Start of SOURCE PASSAGE

The Golden State Warriors suffered a stunning loss in Game 2 of their first round playoff series on Monday night, blowing a 31-point lead to the Los Angeles Clippers in a 135-131 defeat.
Rather than giving the heavily favored Warriors a comfortable 2-0 lead, the result tied the best-of-seven Western Conference playoff series at one game each.
Comeback Breaks NBA Playoff Record
With about 7:30 remaining in the third quarter, Golden State held a 94-63 lead and appeared to be cruising to victory. The Warriors were digging deeper into their rotation even with nearly 20 minutes left to play, and it appeared that the defending champions were, as predicted, having little trouble handling the Clippers in the first round of the postseason.
That’s when Lou Williams led the greatest comeback in the history of the NBA playoffs. Williams shot 13-for-22 to score 36 points while dishing out 11 assists, and hit two mid-range jumpers in the final 90 seconds to help complete the comeback.
“You’re competitive and you get lost in the game,” Williams told reporters afterwards. “Once you cut the lead to 12, you cut the lead to 10, then you realize you’ve got a game going. I’m one of those guys who can get hot.”
Even though the game finished late Monday, the incredible turnaround got plenty of attention, with social media jumping all over the Warriors for surrendering what seemed to be an insurmountable advantage.
Well actually https://t.co/XI32py0bfx
— The Ringer (@ringer) April 16, 2019
The comeback broke a record set by the Los Angeles Lakers in 1989, when they overcame a 29-point deficit to beat the Seattle Supersonics in the Western Conference semifinals.
Coaches: Spirit, Effort Led to Turnaround
According to Clippers head coach Doc Rivers, the win was a testament to the resilience of his players rather than any brilliant tactical decisions he made.

End of SOURCE PASSAGE
Start of INFORMATION SUPPLIED

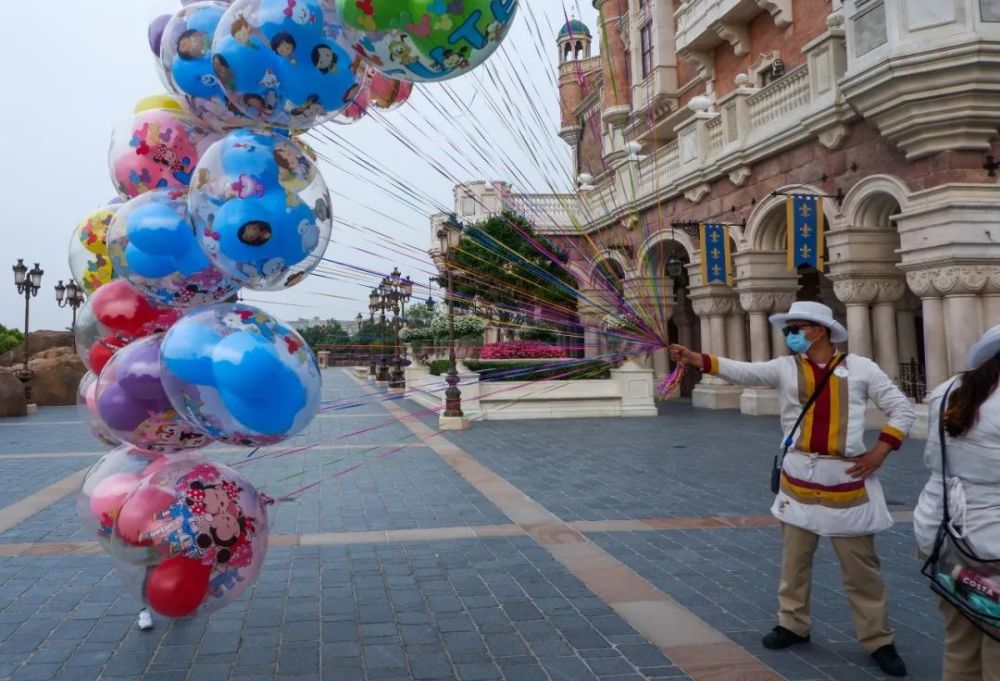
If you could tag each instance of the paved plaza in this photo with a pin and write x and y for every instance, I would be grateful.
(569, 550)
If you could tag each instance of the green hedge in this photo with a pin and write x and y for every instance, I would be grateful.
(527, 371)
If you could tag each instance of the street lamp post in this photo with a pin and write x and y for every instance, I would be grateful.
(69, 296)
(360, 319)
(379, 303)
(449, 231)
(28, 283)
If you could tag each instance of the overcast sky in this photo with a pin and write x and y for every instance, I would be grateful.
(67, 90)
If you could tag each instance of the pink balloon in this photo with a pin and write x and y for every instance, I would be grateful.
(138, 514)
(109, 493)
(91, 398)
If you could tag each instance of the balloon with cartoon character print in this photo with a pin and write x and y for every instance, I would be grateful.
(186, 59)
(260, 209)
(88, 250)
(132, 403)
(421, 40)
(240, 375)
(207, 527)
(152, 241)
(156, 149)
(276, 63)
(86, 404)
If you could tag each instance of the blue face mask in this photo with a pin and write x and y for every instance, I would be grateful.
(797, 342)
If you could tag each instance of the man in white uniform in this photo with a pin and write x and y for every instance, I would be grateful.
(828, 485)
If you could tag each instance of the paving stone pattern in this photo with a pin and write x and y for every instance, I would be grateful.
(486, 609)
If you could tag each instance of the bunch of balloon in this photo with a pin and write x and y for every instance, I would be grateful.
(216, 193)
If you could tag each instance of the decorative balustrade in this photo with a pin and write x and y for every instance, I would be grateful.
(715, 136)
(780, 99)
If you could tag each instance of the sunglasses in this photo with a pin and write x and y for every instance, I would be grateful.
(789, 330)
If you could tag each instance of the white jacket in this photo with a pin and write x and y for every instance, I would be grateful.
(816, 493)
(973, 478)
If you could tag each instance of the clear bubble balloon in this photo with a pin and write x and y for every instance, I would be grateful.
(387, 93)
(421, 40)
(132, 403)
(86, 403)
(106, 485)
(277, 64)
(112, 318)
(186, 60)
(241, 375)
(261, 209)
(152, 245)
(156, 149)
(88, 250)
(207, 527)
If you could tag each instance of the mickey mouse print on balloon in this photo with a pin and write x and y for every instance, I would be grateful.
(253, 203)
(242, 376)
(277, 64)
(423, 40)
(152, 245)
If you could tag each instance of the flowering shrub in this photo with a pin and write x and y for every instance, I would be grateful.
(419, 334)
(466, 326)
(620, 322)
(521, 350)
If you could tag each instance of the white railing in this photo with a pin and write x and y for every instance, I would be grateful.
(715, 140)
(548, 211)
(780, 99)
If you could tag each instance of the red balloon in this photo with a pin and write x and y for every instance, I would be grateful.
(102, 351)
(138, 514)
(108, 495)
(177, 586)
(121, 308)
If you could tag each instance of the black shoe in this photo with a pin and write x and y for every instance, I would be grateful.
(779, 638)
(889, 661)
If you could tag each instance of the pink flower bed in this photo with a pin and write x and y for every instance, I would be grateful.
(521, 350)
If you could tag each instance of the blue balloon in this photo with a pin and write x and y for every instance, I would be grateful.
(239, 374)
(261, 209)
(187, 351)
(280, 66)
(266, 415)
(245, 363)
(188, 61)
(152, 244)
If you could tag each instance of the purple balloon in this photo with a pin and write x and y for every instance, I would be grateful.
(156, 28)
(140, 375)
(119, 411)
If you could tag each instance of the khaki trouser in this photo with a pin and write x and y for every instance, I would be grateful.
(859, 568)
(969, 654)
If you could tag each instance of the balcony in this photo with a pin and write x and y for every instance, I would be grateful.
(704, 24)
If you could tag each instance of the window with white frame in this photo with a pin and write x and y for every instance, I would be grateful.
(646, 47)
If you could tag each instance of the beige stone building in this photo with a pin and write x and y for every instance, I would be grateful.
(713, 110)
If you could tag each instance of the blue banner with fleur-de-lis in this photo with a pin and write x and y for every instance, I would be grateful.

End of INFORMATION SUPPLIED

» **ACTIVITY LIST**
[a] Answer these from the Game 2 report:
(i) What was the final score of the game?
(ii) Which player scored 36 points?
(iii) Which team set the comeback record that was broken, and in what year?
[b] Proceed with the Game 2 report from the point where it stops.
The items have nothing to do with the Game 2 report.

» **RESPONSES TO THE TASKS**
[a]
(i) 135-131
(ii) Lou Williams
(iii) The Los Angeles Lakers, in 1989

[b]
“We changed a couple things offensively and defensively in the third on the fly. It worked out for us. But I thought it was our spirit more than anything,” Rivers told reporters. “I loved the end of the game.”
On the other end of the floor, Warriors coach Steve Kerr felt like his team simply didn’t put the effort in that was needed to finish off the game.
“When I say we stopped playing, we stopped playing, like defense, offense, execution-wise we were not as engaged as we needed to be,” Kerr told reporters. “We got exactly what we deserved. The Clippers were great. They executed, they were hungry, they stayed connected. They were together.”
The loss of a game may not have been the worst news Golden State received on Monday night. According to an ESPN report, sources say that DeMarcus Cousins suffered a torn left quadriceps while chasing a loose ball early in the first quarter of Monday night’s game. That report said it was unclear how long Cousins might be out of action, or if he might need surgery to repair the injury.
But despite the shocking loss and the Cousins injury, the Warriors are still an overwhelming favorite to get through to the second round. William Hill lists Golden State as a 1/50 favorite to get past the Clippers, and gives the Warriors 4/9 odds of repeating as NBA champions this year.